[Point localization data]
┄┄┄┄┄┄┄┄┄┄

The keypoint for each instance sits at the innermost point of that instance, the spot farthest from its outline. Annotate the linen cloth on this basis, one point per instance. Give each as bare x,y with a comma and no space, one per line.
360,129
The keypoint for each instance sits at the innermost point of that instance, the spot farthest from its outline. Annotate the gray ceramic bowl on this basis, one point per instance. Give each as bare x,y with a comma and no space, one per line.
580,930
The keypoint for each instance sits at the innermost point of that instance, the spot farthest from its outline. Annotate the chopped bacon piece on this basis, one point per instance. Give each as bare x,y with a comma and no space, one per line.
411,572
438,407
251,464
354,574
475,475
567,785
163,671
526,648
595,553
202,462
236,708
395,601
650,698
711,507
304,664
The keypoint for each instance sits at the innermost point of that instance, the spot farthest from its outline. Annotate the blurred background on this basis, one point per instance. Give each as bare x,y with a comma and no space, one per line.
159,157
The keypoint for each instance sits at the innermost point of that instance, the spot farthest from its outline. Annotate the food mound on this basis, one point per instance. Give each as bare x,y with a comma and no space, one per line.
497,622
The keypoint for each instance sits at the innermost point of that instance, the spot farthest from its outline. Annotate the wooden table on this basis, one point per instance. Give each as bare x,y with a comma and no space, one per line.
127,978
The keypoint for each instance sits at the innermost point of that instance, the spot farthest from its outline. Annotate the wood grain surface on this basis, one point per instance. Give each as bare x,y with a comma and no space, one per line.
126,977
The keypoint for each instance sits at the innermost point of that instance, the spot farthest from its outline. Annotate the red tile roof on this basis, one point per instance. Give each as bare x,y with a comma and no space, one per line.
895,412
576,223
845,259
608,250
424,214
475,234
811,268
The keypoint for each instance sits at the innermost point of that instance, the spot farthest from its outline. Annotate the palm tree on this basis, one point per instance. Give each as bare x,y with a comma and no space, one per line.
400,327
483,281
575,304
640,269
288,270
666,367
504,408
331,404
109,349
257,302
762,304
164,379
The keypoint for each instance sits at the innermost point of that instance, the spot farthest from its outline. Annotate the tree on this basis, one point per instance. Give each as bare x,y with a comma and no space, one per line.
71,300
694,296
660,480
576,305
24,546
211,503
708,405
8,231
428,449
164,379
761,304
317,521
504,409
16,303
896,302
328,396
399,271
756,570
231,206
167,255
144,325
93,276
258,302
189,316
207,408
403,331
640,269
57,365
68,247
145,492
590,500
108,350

┄┄┄┄┄┄┄┄┄┄

▶ Task prompt
Write the records out again. Each one must match exactly.

▶ Solution
The keypoint for each instance sits at the innermost point of that instance, the spot farthest from its outline. Annotate the linen cloth on this basis, one point per instance. Give each as bare x,y with a comma and no space, one per line.
360,129
The keypoint for each instance sits at the innermost point of that instance, the spot farthest from its outline. Annotate the gray ceramic bowl on this basis, one point per instance. Give each as bare x,y with a comma and no space, one per line.
580,930
The keypoint for each instance sits at the innermost point of that instance, the spot farthest from its outline. Annotate the chopped bacon piece on this basis, one point per instance. Give each as bare x,y with a comma and no space, one per line.
411,572
438,407
251,464
354,574
475,475
567,785
163,671
526,648
595,553
202,462
236,708
395,601
650,698
711,507
304,664
The keypoint for each instance sits at the innermost point of that instance, the spot farthest from its outline. Annotate the blurred background on this basis, one point per instance. Give each as bare x,y with a comma and no space, one per line.
159,157
The keypoint for each instance sits at the innermost point of that instance, the spot farthest from its outline. Annotate the food mound on this basis, one point per instance. Give each as bare x,y with a comma and no space, one per line.
497,622
The keypoint for each instance sits at the innermost point of that instance, the spot farthest from its outline. Annotate the wooden table on this basis, one point per instance. Give each as bare x,y with a comma and no space, one per line.
127,978
The keypoint for each instance sits at the innermost point of that instance, the spot farthest from its outline. Annotate the wood grain surface on this basis, one point per instance. Give each as bare x,y with a comma and no space, one per line.
126,977
The keypoint for each instance sits at the innermost point of that instance, the spot farthest from its outline. Annotate the red tile roof on this basis, one point per instance. Give each as bare x,y with a comma and no space, one per line.
895,412
576,223
845,259
608,250
424,214
475,234
811,268
The keypoint for each instance sits at the innermost point of that instance, the spot farthest from its outline. Annotate the palm tree on this basis, one point per instance. Give each as bare x,y with a comma and no space, one per line.
400,327
483,281
575,304
640,269
288,270
666,367
504,408
331,404
109,349
257,302
762,304
164,379
The keypoint for each instance sits at the innermost point of that instance, the spot farthest from its outline. Annotate the tree on this basis, one point per instance. Give each as bare x,y with a comma and no space, one per line.
71,300
694,296
660,480
576,305
24,546
211,503
708,405
8,231
428,449
164,379
761,304
317,521
504,409
16,303
896,302
328,396
399,271
756,570
231,206
167,255
144,325
93,276
258,302
189,316
207,408
403,331
640,269
57,365
68,247
145,492
590,500
108,350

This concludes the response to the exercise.